* **Input for this task**:
▼

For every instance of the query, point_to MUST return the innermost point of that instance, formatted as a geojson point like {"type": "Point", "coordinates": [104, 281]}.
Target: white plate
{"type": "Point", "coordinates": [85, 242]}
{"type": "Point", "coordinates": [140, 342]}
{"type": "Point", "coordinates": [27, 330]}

▲

Reproduce the listing above verbatim, line for line.

* **Exercise result**:
For every instance of the query, point_to MUST return the innermost point of that instance, formatted as a geojson point like {"type": "Point", "coordinates": [104, 281]}.
Target: white plate
{"type": "Point", "coordinates": [85, 242]}
{"type": "Point", "coordinates": [140, 342]}
{"type": "Point", "coordinates": [27, 330]}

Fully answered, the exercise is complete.